What is being asked =>
Please rewrite the material from its first line through the line that contains "[[[0,1],[1,166],[258,166],[259,9]]]", putting "faded postcard" in place of "sepia postcard" and leaving everything else unchanged.

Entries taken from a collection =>
------------------------------------------------------------------------
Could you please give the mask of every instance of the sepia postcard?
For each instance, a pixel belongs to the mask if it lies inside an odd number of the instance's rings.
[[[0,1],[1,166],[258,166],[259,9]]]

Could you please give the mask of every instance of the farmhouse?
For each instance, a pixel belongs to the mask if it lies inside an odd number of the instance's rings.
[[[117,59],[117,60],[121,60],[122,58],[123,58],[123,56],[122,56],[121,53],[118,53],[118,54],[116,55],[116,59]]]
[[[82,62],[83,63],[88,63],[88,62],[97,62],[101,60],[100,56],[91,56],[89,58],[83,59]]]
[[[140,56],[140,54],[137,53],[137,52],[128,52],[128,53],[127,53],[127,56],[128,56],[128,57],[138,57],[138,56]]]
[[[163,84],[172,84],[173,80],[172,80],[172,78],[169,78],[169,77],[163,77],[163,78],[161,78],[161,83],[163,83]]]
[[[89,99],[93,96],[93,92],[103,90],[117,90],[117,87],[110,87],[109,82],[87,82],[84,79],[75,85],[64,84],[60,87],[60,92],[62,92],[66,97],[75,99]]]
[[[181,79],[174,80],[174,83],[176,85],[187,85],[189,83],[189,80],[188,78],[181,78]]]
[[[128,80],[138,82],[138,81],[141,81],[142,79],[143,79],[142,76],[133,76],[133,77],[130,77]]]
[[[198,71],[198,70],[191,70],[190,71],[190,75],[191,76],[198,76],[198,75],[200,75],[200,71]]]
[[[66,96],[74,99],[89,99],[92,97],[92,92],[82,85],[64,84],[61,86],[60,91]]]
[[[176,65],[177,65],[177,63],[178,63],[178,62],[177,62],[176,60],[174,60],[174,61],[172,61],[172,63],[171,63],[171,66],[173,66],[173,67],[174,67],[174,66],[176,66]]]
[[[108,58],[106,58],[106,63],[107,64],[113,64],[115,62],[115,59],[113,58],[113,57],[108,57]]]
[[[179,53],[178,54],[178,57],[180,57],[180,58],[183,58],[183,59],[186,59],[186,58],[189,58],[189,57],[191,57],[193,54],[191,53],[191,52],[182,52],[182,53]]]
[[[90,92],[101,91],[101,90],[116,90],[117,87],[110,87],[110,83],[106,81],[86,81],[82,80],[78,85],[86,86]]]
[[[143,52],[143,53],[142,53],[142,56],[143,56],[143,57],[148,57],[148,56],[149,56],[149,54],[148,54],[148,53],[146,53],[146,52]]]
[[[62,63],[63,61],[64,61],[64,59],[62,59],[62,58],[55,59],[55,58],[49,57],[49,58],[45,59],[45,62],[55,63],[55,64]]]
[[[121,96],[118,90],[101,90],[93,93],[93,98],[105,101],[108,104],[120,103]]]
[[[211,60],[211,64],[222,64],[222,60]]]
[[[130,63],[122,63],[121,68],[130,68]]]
------------------------------------------------------------------------
Answer below =>
Could you please give the mask of every instance of the faded postcard?
For each instance, a pixel belongs to the mask if it lies inside an odd number of the instance's rings.
[[[0,1],[1,166],[258,166],[259,9]]]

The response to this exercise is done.